Work task:
Set the data down once more, exactly as it is written.

Data entries:
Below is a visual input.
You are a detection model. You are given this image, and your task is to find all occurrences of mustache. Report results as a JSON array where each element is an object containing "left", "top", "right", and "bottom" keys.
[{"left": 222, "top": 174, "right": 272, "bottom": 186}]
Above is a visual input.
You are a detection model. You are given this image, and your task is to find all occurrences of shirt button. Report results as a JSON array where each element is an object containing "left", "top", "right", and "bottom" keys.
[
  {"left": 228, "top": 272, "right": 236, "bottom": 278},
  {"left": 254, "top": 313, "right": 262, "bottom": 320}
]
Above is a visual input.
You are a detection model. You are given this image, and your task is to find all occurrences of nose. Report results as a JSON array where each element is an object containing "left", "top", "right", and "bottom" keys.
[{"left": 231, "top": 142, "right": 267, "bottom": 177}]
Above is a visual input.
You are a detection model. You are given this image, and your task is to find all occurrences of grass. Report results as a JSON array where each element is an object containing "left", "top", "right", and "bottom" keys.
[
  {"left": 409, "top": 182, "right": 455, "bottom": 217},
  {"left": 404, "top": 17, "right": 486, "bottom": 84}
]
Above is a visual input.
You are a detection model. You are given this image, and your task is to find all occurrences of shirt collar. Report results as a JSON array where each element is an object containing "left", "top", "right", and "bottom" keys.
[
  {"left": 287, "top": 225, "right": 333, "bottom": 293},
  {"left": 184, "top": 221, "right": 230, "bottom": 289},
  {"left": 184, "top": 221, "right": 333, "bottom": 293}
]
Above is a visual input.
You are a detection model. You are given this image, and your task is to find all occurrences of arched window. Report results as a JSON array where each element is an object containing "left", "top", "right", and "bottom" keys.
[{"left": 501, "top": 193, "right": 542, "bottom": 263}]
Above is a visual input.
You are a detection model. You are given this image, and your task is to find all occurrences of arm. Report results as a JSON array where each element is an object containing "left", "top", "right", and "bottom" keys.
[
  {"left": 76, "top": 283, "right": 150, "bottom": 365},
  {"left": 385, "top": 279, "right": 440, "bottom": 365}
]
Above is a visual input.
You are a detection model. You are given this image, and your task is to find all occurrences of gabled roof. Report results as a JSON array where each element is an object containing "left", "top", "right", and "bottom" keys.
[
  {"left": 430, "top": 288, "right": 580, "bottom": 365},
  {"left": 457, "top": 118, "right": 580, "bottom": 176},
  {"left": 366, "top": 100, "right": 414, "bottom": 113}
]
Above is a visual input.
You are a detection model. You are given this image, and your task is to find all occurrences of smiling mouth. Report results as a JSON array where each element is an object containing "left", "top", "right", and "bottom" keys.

Response for this exercise:
Below is a visual input.
You are a detection model. You are given this image, and your task is to find all occurrences of mustache. Report results as a JSON array where each element is an object containing "left", "top", "right", and "bottom" keys.
[{"left": 222, "top": 174, "right": 272, "bottom": 186}]
Above is a visual input.
You are a detection model. You are given this image, and your task is to find all occurrences of shirt button. Report results as a JSON array where each element is an object containing "left", "top", "right", and "bottom" keys.
[
  {"left": 228, "top": 272, "right": 236, "bottom": 278},
  {"left": 254, "top": 313, "right": 262, "bottom": 320}
]
Above is a visual input.
You are a detection model. You are given this image, and your task is to find all occurrences of nose. Report results as a JSON array where each element is an object containing "left", "top", "right", and "bottom" keys.
[{"left": 231, "top": 142, "right": 267, "bottom": 177}]
Above is a visual input.
You are a detection model. You are given this image, and your task is to find all occurrences of grass. Report results as a JSON array where each element is an object containing "left", "top", "right", and "bottom" keys.
[
  {"left": 409, "top": 182, "right": 455, "bottom": 217},
  {"left": 404, "top": 17, "right": 486, "bottom": 84}
]
Above is a visual input.
You are a detection model. You are given this image, and your task is to find all occurrences of shirt collar. Report results as a JSON array where each element is an object containing "left", "top", "right", and "bottom" keys.
[
  {"left": 287, "top": 225, "right": 333, "bottom": 293},
  {"left": 184, "top": 221, "right": 230, "bottom": 289},
  {"left": 184, "top": 221, "right": 333, "bottom": 293}
]
Above is a visual input.
You are a detection model. You are given this image, and your task is to find all occurrences of arched window. Report results as a JSON array where each element is an object containing "left", "top", "right", and "bottom" keys.
[{"left": 501, "top": 193, "right": 542, "bottom": 263}]
Above is a visual input.
You are a detection model. You are given this image, and your task is to find all occurrences of arm. Report results as a JSON array where each element is an object containing "left", "top", "right", and "bottom" keys.
[
  {"left": 76, "top": 283, "right": 150, "bottom": 365},
  {"left": 385, "top": 279, "right": 440, "bottom": 365}
]
Above is a visual input.
You are a detection model. You are given this image, and your task is to find all occurrences of gabled roof. Report results as a JSON array where each element is an object containing "left", "top", "right", and "bottom" keys.
[
  {"left": 430, "top": 288, "right": 580, "bottom": 365},
  {"left": 457, "top": 118, "right": 580, "bottom": 176},
  {"left": 366, "top": 100, "right": 414, "bottom": 113}
]
Above is a visual input.
You are a detection model. You are given this image, and your task is to find all occurrences of smiling mouth. Report results as a JSON array where each element is an object containing "left", "top", "right", and "bottom" keys.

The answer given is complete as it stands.